### [Description of the task]
Rewrite the data from the line with "Annotate the fur" to the line with "(1062, 695)", putting "Mark" wherever "Annotate" appears and keeping everything else the same.

Dataset records:
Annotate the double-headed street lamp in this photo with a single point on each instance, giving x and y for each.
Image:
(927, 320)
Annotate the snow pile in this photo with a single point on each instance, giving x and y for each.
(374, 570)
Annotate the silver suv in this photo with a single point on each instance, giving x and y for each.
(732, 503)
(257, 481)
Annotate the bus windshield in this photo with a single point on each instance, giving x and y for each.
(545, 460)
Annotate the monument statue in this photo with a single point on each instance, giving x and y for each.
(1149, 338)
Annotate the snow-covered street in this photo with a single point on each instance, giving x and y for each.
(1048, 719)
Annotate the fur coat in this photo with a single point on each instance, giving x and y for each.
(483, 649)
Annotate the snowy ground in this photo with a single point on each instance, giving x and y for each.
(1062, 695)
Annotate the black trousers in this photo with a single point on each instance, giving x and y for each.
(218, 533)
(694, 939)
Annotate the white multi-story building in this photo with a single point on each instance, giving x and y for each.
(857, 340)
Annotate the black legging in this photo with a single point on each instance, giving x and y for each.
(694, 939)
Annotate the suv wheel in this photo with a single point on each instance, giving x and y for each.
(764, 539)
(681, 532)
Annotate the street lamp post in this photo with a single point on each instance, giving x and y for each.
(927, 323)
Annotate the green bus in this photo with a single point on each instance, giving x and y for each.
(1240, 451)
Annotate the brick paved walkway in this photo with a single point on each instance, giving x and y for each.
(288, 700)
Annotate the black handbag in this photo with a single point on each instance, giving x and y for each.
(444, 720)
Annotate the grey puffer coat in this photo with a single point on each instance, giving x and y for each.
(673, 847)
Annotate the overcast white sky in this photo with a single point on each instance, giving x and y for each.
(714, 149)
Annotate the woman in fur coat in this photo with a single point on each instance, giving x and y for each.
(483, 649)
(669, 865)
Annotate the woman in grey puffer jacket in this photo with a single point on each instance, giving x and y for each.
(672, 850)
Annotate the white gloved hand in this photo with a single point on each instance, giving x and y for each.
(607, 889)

### [Solution]
Mark the fur coat in this photo with a single point on each instance, giving x and y for each.
(483, 649)
Mark the snowy ground in this photo with a single point on each instance, giving x and y for each.
(1062, 695)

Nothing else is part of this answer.